Data for this task: Begin
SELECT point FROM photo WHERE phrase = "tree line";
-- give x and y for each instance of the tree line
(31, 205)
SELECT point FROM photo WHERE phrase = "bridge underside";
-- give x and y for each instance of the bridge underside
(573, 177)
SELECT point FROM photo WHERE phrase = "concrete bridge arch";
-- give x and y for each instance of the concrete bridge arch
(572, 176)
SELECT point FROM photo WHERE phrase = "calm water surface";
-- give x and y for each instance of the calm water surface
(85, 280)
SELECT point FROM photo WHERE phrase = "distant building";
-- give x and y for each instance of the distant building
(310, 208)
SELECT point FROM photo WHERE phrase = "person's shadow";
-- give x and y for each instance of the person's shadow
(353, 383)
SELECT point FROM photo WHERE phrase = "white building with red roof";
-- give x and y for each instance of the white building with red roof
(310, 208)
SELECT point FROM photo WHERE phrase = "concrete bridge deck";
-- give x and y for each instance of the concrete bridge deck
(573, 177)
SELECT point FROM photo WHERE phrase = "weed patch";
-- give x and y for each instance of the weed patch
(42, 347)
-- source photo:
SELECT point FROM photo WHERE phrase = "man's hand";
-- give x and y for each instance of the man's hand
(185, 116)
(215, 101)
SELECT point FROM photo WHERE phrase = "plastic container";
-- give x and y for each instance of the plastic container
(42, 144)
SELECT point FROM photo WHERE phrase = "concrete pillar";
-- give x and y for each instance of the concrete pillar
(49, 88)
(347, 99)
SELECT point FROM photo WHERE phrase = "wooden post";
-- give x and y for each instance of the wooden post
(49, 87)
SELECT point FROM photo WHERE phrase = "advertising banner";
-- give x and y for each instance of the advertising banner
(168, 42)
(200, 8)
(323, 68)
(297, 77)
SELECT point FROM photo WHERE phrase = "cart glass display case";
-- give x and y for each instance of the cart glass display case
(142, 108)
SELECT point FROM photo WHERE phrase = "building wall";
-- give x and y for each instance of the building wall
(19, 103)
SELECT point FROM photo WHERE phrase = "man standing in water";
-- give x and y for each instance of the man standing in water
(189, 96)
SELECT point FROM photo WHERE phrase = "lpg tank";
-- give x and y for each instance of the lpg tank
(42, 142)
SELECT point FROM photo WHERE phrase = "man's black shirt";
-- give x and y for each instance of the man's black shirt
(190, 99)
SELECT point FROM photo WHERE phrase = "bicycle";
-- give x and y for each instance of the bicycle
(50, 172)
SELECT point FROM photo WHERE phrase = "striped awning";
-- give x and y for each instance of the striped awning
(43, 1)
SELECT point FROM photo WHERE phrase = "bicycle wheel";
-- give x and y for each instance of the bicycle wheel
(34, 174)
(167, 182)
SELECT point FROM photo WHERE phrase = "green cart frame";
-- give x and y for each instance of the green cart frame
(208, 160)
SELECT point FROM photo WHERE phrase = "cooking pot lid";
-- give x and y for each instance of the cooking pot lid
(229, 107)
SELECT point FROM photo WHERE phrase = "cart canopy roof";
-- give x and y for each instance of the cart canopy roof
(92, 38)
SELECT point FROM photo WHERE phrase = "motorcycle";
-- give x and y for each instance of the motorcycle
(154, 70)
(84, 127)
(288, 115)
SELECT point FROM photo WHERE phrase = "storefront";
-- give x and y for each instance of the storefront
Data for this task: End
[Your objective]
Go back to the listing above and please repeat it exactly.

[Answer for the task]
SELECT point FROM photo WHERE phrase = "tree line";
-- give x and y for each instance of the tree line
(31, 205)
SELECT point FROM photo WHERE phrase = "bridge underside";
-- give x and y for each instance of the bridge underside
(573, 177)
SELECT point FROM photo WHERE phrase = "concrete bridge arch";
-- give x and y for each instance of the concrete bridge arch
(572, 176)
SELECT point FROM photo WHERE phrase = "calm water surface";
-- give x and y for each instance of the calm water surface
(85, 280)
SELECT point FROM photo WHERE phrase = "distant building";
-- give x and y for each instance of the distant building
(310, 208)
SELECT point FROM photo WHERE phrase = "person's shadow";
-- give x and y for each instance of the person's shadow
(353, 383)
SELECT point FROM photo WHERE phrase = "white building with red roof";
-- give x and y for each instance of the white building with red roof
(310, 208)
SELECT point FROM photo WHERE phrase = "concrete bridge deck";
-- give x and y for each instance of the concrete bridge deck
(573, 177)
SELECT point FROM photo WHERE phrase = "weed patch";
-- give x and y for each instance of the weed patch
(42, 347)
-- source photo:
SELECT point FROM photo WHERE phrase = "man's hand";
-- give x and y for each instance of the man's hand
(185, 116)
(215, 101)
SELECT point FROM photo WHERE phrase = "plastic container";
-- give x and y for each instance of the plastic container
(42, 144)
SELECT point FROM photo WHERE phrase = "concrete pillar";
-- give x and y for each instance of the concrete pillar
(49, 88)
(347, 99)
SELECT point FROM photo WHERE phrase = "wooden post";
-- give x and y for each instance of the wooden post
(49, 87)
SELECT point FROM photo WHERE phrase = "advertising banner";
-- give x and y for each instance of the advertising banner
(168, 42)
(200, 8)
(323, 68)
(297, 77)
SELECT point FROM photo WHERE phrase = "cart glass display case";
-- give x and y for each instance of the cart glass display case
(142, 108)
SELECT point FROM photo WHERE phrase = "building wall";
-- give x and y for each instance of the building wall
(19, 103)
SELECT point FROM photo WHERE phrase = "man standing in water";
-- give x and y for each instance of the man standing in water
(189, 96)
SELECT point FROM photo WHERE phrase = "lpg tank";
-- give x and y for each instance of the lpg tank
(42, 142)
SELECT point FROM photo WHERE phrase = "man's black shirt";
-- give x and y for each instance of the man's black shirt
(190, 99)
SELECT point FROM photo WHERE phrase = "bicycle";
-- give x and y for each instance of the bicycle
(50, 172)
SELECT point FROM photo WHERE phrase = "striped awning";
-- give x and y for each instance of the striped awning
(43, 1)
SELECT point FROM photo WHERE phrase = "bicycle wheel";
-- give x and y for each instance of the bicycle wheel
(34, 174)
(167, 182)
SELECT point FROM photo WHERE phrase = "green cart frame";
-- give x and y for each instance of the green cart frame
(208, 160)
SELECT point FROM photo WHERE phrase = "cooking pot lid";
-- give x and y for each instance of the cooking pot lid
(229, 107)
SELECT point FROM photo WHERE phrase = "cart canopy roof";
-- give x and y for each instance of the cart canopy roof
(92, 38)
SELECT point FROM photo WHERE phrase = "motorcycle";
-- give x and y for each instance of the motorcycle
(154, 70)
(84, 127)
(288, 115)
SELECT point FROM photo WHERE phrase = "storefront";
-- give x and y for each instance of the storefront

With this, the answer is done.